> _YOUR ASSIGNMENT_: Leave the images out, and copy each of the records below exactly.

╭─ RECORDS SHOWN

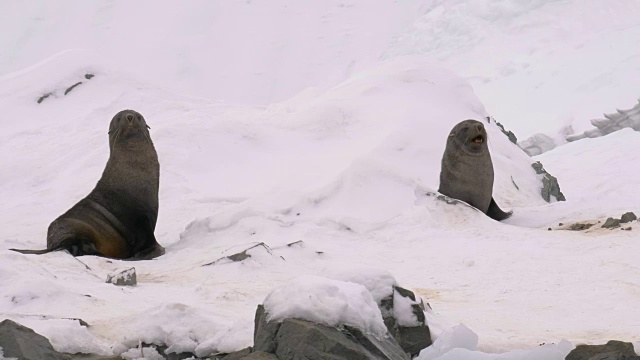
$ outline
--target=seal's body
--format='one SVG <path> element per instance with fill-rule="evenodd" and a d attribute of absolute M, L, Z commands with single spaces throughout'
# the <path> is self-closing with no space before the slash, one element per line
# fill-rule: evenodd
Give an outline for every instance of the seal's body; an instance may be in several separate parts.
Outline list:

╰─

> _EXERCISE ANSWER_:
$ outline
--target=seal's body
--format='one SVG <path> element per instance with fill-rule="evenodd" and a d attribute of absolute M, L, Z commands with single spaces throughout'
# the <path> is self-closing with no space before the slash, one element per line
# fill-rule: evenodd
Give an outline for every instance of the seal's body; an instance may be in several separate parts.
Outline list:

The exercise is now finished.